| REQUISITI |
• A. Secondo il testo sulla modifica dell'articolo 9 della Costituzione, quanti voti favorevoli ha ricevuto la proposta nel primo esame al Senato?
• B. Disponi come elenco JSON di stringhe, una per ciascuna riga e senza le righe vuote, soltanto le righe delle voci. Parti dalla riga che contiene "box with a point in the photo above." e arriva fino alla fine delle voci, includendo entrambi gli estremi.

| TESTO FORNITO |
—————
Il primo passo per l’ambiente è compiuto. La proposta di modifica dell’articolo 9 della Costituzione supera il primo esame al Senato con 224 sì e appena 23 astenuti, riconducibili sostanzialmente al blocco di Fratelli d’Italia.
Il nuovo comma, illustrato nel disegno di legge, che andrà ad integrare l’articolo esistente è il seguente: «La Repubblica tutela l’ambiente, la biodiversità e gli ecosistemi, anche nell’interesse delle future generazioni. La legge dello Stato disciplina i modi e le forme di tutela degli animali». Le due novità sostanziali sono riconducibili alle generazioni future e alla tutela degli animali per i quali si registra un vero e proprio «esordio» sulla Carta fondamentale. L’ambiente in sé, richiamato oltretutto esplicitamente dalla riforma del Titolo V del 2021, era già indirettamente presente proprio nell’articolo 9, celato dal termine «paesaggio», dagli anni ‘70 in poi interpretato in una chiave più vicina alle nuove sensibilità ecologiste (da cui, poi, tutta la legislazione prodotta in armonia con il principio inteso in senso «contemporaneo»).
—————
| Righe di dati |
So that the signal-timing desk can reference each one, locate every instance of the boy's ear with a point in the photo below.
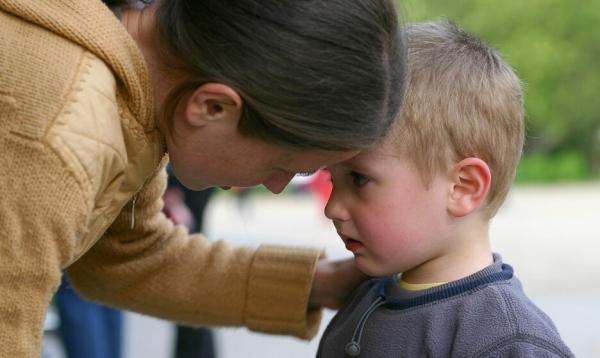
(470, 181)
(213, 102)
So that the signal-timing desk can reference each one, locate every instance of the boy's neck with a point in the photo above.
(468, 251)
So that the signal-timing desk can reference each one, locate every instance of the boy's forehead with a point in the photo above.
(370, 156)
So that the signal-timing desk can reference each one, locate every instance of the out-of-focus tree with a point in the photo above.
(555, 47)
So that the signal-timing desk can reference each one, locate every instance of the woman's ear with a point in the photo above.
(213, 102)
(470, 181)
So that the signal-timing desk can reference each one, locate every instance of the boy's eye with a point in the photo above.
(358, 179)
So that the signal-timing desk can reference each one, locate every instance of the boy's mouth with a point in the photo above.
(352, 245)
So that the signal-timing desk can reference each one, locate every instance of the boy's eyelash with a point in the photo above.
(305, 174)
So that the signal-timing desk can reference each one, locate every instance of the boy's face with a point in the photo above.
(384, 213)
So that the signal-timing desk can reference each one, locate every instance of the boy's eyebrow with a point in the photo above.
(299, 172)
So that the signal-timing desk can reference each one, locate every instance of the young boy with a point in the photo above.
(418, 208)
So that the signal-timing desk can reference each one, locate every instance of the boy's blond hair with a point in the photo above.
(462, 100)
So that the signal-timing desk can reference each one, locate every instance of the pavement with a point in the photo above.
(549, 234)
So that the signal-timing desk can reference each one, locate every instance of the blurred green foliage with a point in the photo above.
(554, 45)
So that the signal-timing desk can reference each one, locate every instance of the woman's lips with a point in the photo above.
(353, 245)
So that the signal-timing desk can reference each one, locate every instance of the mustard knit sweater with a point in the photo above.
(81, 179)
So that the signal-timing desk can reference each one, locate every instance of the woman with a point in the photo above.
(239, 92)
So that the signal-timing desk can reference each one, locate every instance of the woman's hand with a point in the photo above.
(333, 283)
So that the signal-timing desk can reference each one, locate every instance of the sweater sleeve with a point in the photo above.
(157, 268)
(41, 211)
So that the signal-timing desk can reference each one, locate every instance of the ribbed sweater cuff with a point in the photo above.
(278, 290)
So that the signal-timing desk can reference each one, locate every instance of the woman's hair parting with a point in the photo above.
(312, 74)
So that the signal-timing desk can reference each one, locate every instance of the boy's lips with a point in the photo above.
(351, 244)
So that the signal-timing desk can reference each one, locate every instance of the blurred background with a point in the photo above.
(548, 229)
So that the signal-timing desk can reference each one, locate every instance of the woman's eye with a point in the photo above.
(358, 179)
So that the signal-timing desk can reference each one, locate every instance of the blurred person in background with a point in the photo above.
(187, 207)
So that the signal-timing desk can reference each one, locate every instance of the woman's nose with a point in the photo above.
(335, 209)
(277, 182)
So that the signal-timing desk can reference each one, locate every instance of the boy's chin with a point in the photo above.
(371, 269)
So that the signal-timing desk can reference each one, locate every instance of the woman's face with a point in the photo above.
(231, 159)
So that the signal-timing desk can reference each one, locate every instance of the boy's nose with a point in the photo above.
(277, 182)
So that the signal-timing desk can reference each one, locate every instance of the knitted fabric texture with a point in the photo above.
(81, 162)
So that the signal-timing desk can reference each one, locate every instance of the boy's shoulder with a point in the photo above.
(494, 319)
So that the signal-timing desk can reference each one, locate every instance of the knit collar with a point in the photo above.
(90, 24)
(399, 298)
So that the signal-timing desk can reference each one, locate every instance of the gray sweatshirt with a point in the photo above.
(486, 314)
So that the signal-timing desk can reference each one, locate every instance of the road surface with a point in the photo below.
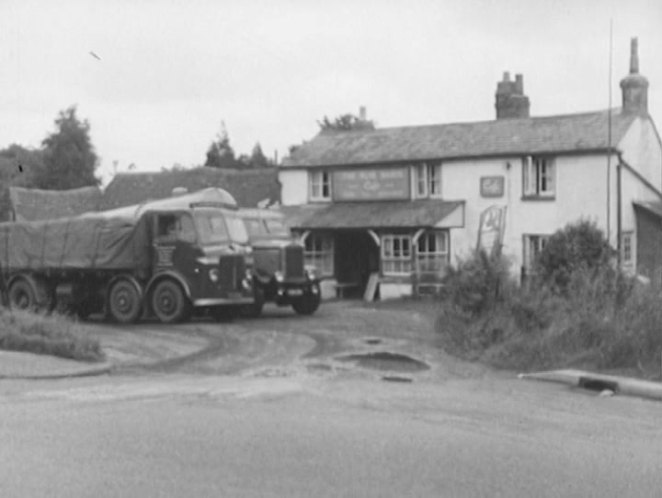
(270, 408)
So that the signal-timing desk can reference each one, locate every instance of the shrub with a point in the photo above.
(477, 282)
(52, 335)
(579, 246)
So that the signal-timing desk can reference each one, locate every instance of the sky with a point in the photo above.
(157, 79)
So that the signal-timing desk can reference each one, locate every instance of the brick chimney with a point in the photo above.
(510, 99)
(634, 86)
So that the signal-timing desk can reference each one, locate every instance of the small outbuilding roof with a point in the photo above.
(554, 134)
(248, 187)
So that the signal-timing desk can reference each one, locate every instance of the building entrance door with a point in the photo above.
(357, 256)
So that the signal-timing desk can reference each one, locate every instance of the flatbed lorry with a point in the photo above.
(166, 258)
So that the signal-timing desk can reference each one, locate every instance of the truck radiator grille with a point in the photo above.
(233, 270)
(294, 262)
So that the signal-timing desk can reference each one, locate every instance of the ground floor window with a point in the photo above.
(318, 252)
(396, 254)
(533, 246)
(432, 252)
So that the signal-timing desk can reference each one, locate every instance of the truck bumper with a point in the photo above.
(220, 301)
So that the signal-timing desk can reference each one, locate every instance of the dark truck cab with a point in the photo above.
(167, 258)
(279, 272)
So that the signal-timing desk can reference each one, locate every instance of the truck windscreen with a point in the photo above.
(220, 227)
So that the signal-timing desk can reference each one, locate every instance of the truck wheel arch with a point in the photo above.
(43, 296)
(130, 316)
(171, 275)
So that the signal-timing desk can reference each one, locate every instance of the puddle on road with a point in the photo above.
(386, 361)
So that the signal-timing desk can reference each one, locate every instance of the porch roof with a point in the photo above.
(366, 215)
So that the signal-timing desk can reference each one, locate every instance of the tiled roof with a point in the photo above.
(554, 134)
(35, 204)
(248, 187)
(401, 214)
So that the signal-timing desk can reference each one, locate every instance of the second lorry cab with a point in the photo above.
(280, 274)
(166, 258)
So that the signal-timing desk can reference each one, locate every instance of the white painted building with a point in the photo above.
(402, 203)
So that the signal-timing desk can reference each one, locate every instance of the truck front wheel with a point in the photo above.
(22, 296)
(124, 302)
(169, 303)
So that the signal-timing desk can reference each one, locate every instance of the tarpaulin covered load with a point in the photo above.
(85, 242)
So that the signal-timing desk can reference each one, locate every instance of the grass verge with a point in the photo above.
(601, 321)
(52, 335)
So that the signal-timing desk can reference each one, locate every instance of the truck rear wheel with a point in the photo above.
(124, 301)
(28, 294)
(169, 303)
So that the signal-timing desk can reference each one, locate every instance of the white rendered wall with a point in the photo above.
(581, 193)
(294, 186)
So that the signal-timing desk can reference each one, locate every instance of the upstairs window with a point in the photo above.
(539, 177)
(318, 252)
(427, 180)
(319, 185)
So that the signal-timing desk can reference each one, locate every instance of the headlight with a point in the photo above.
(311, 272)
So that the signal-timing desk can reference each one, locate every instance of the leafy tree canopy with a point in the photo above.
(221, 155)
(68, 155)
(345, 122)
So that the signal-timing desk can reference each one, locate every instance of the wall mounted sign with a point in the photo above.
(491, 186)
(371, 184)
(492, 226)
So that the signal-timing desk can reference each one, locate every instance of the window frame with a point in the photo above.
(319, 251)
(318, 182)
(396, 262)
(427, 180)
(538, 173)
(440, 254)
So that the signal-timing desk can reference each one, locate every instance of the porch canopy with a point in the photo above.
(371, 215)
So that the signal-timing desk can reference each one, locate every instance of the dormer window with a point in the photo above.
(319, 185)
(427, 180)
(539, 177)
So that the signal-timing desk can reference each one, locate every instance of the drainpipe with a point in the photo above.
(619, 209)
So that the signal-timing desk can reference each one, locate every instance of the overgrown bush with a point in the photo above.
(586, 314)
(51, 335)
(579, 246)
(477, 282)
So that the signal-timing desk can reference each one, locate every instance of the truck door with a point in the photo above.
(173, 242)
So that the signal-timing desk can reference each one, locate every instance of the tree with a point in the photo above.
(68, 155)
(220, 154)
(18, 167)
(258, 159)
(345, 122)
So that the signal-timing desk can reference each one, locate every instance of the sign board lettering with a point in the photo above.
(491, 186)
(491, 229)
(371, 184)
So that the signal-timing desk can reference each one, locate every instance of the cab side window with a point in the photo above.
(172, 227)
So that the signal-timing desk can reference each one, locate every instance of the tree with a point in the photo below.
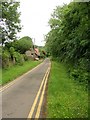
(23, 44)
(68, 39)
(10, 22)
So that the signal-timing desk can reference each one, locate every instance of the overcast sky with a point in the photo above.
(35, 15)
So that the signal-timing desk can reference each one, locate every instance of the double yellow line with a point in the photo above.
(42, 87)
(16, 80)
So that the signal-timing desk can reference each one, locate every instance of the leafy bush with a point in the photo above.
(18, 58)
(5, 59)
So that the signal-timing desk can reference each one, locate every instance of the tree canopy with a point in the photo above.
(10, 22)
(68, 39)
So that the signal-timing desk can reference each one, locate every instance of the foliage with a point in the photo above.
(21, 45)
(5, 59)
(10, 22)
(65, 98)
(68, 39)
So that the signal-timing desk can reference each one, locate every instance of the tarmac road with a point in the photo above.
(17, 99)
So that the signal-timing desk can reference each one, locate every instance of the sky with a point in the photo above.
(35, 15)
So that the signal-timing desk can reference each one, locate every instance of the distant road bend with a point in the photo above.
(24, 98)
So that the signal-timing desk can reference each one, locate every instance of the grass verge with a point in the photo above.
(65, 97)
(17, 70)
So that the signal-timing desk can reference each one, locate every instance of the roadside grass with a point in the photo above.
(65, 97)
(17, 70)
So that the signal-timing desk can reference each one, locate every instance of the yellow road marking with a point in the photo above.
(42, 96)
(37, 96)
(14, 81)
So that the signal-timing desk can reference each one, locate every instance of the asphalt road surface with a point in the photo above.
(17, 99)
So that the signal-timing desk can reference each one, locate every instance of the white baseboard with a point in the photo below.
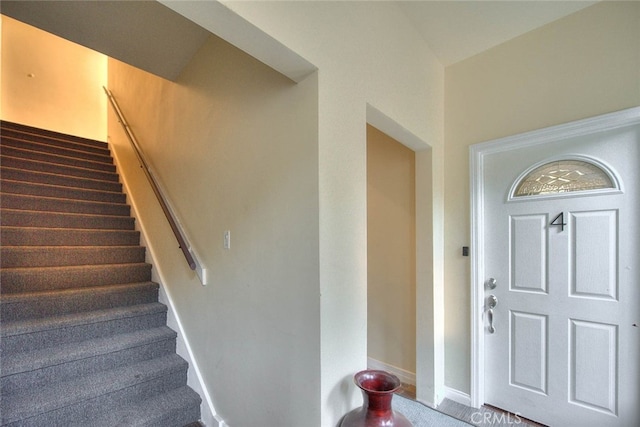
(405, 376)
(457, 396)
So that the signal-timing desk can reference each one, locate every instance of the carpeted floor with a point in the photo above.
(422, 416)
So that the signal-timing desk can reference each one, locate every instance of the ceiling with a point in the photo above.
(165, 40)
(456, 30)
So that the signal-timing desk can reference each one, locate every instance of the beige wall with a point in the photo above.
(366, 54)
(580, 66)
(391, 252)
(50, 83)
(234, 144)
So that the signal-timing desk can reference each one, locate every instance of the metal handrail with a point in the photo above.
(182, 241)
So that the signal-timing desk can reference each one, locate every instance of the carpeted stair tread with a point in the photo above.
(59, 179)
(45, 219)
(164, 410)
(65, 396)
(88, 146)
(57, 191)
(22, 306)
(51, 256)
(19, 363)
(31, 279)
(55, 168)
(57, 159)
(47, 134)
(37, 236)
(64, 148)
(34, 334)
(41, 368)
(52, 204)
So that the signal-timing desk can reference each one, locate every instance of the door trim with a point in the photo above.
(477, 153)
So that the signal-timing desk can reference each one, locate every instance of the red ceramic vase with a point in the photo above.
(377, 392)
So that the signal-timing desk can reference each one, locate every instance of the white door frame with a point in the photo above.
(477, 154)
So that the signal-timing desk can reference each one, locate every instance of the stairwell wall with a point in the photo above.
(234, 144)
(61, 92)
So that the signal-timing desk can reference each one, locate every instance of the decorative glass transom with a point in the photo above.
(562, 176)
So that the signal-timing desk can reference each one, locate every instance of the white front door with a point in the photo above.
(562, 344)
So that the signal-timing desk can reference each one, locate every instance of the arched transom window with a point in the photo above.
(564, 176)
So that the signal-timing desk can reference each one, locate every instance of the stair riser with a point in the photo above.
(45, 279)
(62, 149)
(37, 307)
(82, 413)
(40, 134)
(14, 201)
(31, 189)
(67, 237)
(57, 160)
(54, 337)
(80, 172)
(87, 366)
(20, 218)
(54, 179)
(56, 256)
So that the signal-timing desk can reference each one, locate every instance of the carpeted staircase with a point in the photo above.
(84, 340)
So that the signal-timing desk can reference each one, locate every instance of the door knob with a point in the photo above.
(492, 301)
(492, 329)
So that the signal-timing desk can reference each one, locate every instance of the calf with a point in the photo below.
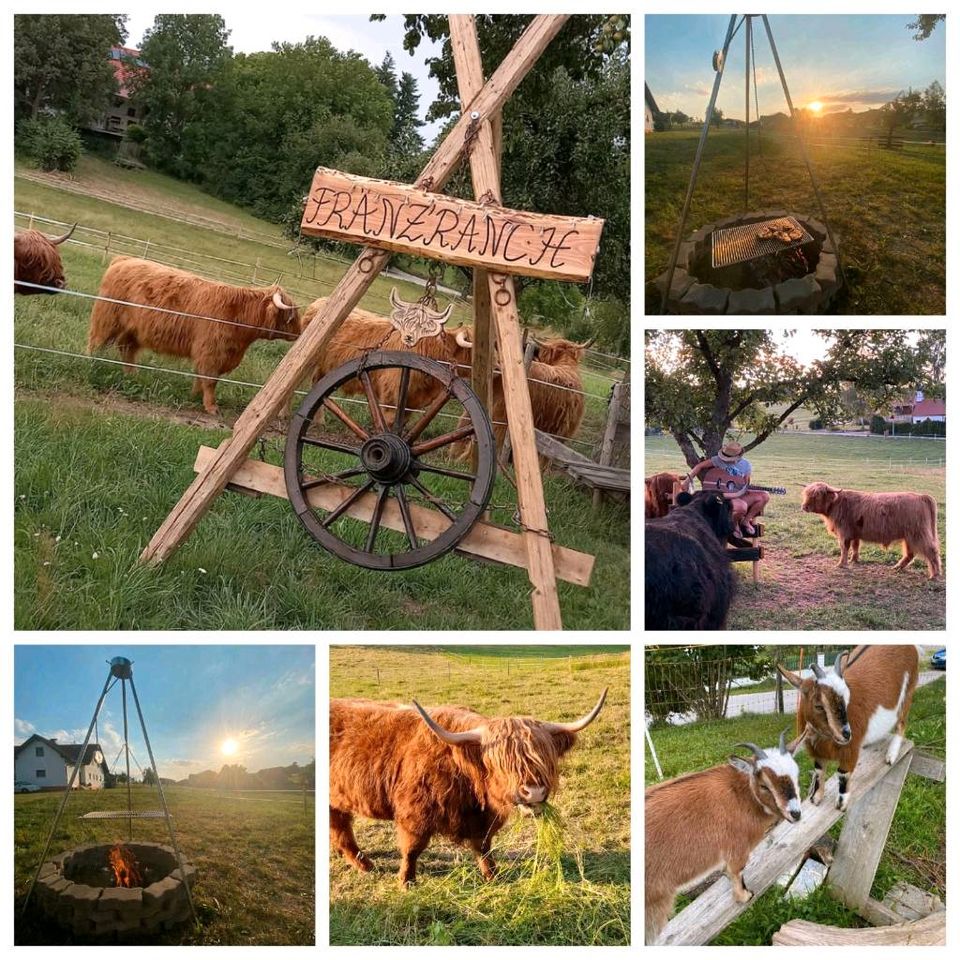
(689, 580)
(713, 819)
(885, 518)
(866, 696)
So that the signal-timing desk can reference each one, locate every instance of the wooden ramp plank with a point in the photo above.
(485, 540)
(782, 848)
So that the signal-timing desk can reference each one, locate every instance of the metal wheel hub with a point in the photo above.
(386, 457)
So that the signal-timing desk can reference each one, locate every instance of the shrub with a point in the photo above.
(51, 141)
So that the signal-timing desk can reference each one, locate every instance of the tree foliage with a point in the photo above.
(61, 63)
(701, 384)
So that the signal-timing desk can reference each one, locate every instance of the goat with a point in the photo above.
(702, 821)
(855, 705)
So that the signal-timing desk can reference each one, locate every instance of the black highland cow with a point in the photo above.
(689, 581)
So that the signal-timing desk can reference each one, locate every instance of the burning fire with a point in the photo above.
(126, 870)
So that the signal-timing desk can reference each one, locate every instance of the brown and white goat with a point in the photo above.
(864, 698)
(700, 822)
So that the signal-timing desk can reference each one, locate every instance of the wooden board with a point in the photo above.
(485, 540)
(405, 219)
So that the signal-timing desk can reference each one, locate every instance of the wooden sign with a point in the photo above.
(394, 216)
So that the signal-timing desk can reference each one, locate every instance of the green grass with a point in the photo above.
(255, 861)
(915, 851)
(563, 881)
(102, 457)
(800, 586)
(887, 209)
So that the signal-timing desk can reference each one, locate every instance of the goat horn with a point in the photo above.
(448, 736)
(66, 236)
(279, 304)
(582, 722)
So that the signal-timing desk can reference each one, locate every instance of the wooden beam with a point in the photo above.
(533, 511)
(395, 216)
(302, 355)
(782, 848)
(485, 541)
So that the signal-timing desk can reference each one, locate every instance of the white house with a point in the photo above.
(50, 764)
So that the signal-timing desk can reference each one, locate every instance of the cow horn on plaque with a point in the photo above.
(414, 321)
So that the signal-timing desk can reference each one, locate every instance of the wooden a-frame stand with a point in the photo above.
(474, 132)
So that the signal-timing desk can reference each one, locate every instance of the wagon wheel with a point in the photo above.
(372, 497)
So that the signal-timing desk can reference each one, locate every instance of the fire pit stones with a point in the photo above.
(811, 293)
(103, 911)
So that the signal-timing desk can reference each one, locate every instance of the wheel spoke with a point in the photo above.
(407, 518)
(378, 420)
(402, 401)
(375, 519)
(442, 441)
(331, 445)
(345, 418)
(444, 471)
(345, 505)
(428, 415)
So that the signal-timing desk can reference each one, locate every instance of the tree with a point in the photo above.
(61, 63)
(185, 55)
(925, 24)
(702, 383)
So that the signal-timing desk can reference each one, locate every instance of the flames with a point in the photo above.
(126, 870)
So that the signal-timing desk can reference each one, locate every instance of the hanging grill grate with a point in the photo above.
(733, 245)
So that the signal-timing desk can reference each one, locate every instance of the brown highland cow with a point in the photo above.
(448, 771)
(884, 518)
(36, 259)
(253, 313)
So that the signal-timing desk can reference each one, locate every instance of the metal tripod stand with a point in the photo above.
(719, 62)
(121, 670)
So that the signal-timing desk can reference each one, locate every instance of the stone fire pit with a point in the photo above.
(76, 890)
(699, 288)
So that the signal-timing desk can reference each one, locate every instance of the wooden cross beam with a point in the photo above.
(485, 101)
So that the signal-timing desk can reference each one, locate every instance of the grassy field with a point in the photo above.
(586, 900)
(255, 860)
(800, 586)
(916, 847)
(102, 457)
(887, 209)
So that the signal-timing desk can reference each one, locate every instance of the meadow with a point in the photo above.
(800, 587)
(254, 855)
(581, 898)
(887, 208)
(102, 456)
(915, 851)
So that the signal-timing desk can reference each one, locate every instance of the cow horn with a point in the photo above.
(758, 753)
(66, 236)
(466, 736)
(279, 304)
(578, 725)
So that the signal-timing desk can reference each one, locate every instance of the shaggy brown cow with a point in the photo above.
(36, 259)
(252, 313)
(885, 518)
(448, 771)
(658, 490)
(362, 331)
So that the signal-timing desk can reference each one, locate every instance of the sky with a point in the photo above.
(193, 699)
(857, 61)
(256, 29)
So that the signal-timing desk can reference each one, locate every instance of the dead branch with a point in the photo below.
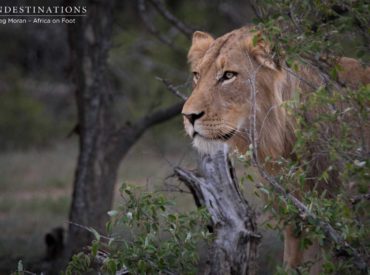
(172, 88)
(234, 249)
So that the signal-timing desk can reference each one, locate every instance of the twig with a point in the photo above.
(358, 198)
(181, 26)
(150, 26)
(172, 88)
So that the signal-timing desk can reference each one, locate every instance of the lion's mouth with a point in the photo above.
(223, 137)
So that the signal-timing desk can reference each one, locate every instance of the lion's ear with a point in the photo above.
(200, 44)
(260, 49)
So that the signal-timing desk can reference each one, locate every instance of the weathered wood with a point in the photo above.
(234, 249)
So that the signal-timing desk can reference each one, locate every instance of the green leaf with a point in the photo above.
(20, 266)
(113, 213)
(96, 233)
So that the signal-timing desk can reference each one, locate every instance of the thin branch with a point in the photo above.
(358, 198)
(181, 26)
(172, 88)
(150, 27)
(160, 116)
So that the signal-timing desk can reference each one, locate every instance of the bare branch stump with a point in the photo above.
(234, 249)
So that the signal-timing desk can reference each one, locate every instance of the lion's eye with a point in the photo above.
(196, 77)
(228, 75)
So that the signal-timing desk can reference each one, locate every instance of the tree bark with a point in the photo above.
(102, 144)
(234, 249)
(89, 41)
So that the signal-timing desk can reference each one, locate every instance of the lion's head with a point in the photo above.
(219, 109)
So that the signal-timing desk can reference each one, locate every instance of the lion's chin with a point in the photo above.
(209, 146)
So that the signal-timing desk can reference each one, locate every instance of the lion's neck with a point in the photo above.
(277, 127)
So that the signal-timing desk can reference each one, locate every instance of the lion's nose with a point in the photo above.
(193, 117)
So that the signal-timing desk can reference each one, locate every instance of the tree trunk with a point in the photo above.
(234, 249)
(96, 171)
(102, 143)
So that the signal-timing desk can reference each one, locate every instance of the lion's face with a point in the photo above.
(218, 110)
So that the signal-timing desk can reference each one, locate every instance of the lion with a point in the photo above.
(219, 109)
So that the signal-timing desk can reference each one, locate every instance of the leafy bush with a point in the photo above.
(145, 237)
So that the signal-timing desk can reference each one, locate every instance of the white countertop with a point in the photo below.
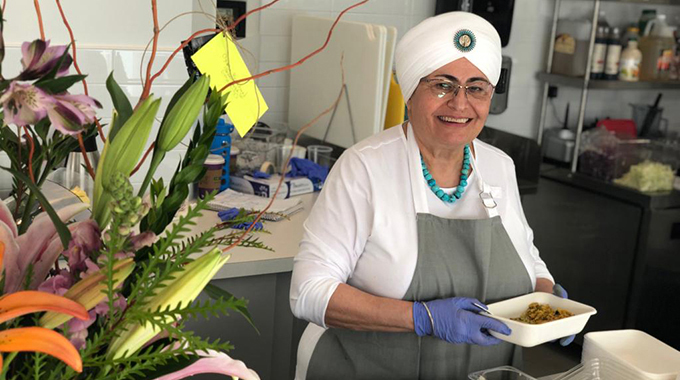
(284, 240)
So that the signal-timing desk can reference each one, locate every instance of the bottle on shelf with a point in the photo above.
(611, 67)
(599, 53)
(675, 63)
(632, 33)
(629, 67)
(647, 15)
(657, 46)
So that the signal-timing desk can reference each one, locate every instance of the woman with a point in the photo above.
(417, 223)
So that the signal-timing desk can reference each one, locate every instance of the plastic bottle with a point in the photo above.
(657, 46)
(599, 53)
(629, 67)
(675, 64)
(611, 67)
(647, 15)
(632, 33)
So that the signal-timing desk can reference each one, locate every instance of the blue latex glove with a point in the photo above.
(229, 214)
(456, 321)
(261, 175)
(307, 168)
(559, 291)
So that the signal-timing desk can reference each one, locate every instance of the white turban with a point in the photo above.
(442, 39)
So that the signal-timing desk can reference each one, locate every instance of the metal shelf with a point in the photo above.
(578, 82)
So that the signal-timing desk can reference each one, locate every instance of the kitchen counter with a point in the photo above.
(661, 200)
(284, 238)
(262, 277)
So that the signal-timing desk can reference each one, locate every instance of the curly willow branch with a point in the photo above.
(75, 62)
(36, 3)
(290, 155)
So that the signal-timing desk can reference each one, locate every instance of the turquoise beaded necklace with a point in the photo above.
(449, 198)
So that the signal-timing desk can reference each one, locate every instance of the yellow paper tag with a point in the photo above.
(221, 60)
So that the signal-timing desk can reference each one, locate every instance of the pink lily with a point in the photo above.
(214, 362)
(39, 58)
(70, 113)
(25, 104)
(25, 249)
(84, 240)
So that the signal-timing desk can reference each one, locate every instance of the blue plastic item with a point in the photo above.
(309, 169)
(456, 320)
(222, 145)
(229, 214)
(559, 291)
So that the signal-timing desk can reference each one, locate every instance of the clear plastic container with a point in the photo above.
(635, 353)
(606, 156)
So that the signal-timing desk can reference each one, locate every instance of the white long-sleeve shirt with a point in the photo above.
(362, 230)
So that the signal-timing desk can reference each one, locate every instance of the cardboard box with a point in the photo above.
(266, 187)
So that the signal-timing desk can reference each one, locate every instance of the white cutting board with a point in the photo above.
(315, 84)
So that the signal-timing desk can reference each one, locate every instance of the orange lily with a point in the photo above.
(38, 339)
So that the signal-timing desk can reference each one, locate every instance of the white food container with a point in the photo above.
(527, 335)
(643, 356)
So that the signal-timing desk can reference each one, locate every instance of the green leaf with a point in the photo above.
(175, 365)
(122, 155)
(240, 305)
(62, 230)
(177, 96)
(120, 103)
(59, 85)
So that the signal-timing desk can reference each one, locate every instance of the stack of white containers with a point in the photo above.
(631, 354)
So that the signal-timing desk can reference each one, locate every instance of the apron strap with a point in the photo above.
(490, 205)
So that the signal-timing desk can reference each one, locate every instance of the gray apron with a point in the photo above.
(456, 258)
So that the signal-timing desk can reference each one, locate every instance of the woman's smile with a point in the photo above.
(455, 121)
—————
| SERIE DI RISPOSTE |
• A. La proposta ha ricevuto 224 voti favorevoli.

• B.
[
  "So that the signal-timing desk can reference each one, locate every instance of the cardboard box with a point in the photo above.",
  "(266, 187)",
  "So that the signal-timing desk can reference each one, locate every instance of the white cutting board with a point in the photo above.",
  "(315, 84)",
  "So that the signal-timing desk can reference each one, locate every instance of the orange lily with a point in the photo above.",
  "(38, 339)",
  "So that the signal-timing desk can reference each one, locate every instance of the white food container with a point in the photo above.",
  "(527, 335)",
  "(643, 356)",
  "So that the signal-timing desk can reference each one, locate every instance of the green leaf with a point in the photo above.",
  "(175, 365)",
  "(122, 155)",
  "(240, 305)",
  "(62, 230)",
  "(177, 96)",
  "(120, 103)",
  "(59, 85)",
  "So that the signal-timing desk can reference each one, locate every instance of the stack of white containers with a point in the photo above.",
  "(631, 354)",
  "So that the signal-timing desk can reference each one, locate every instance of the apron strap with a point in the photo above.",
  "(490, 205)",
  "So that the signal-timing desk can reference each one, locate every instance of the gray apron with a point in the photo above.",
  "(456, 258)",
  "So that the signal-timing desk can reference each one, locate every instance of the woman's smile with a point in the photo above.",
  "(455, 121)"
]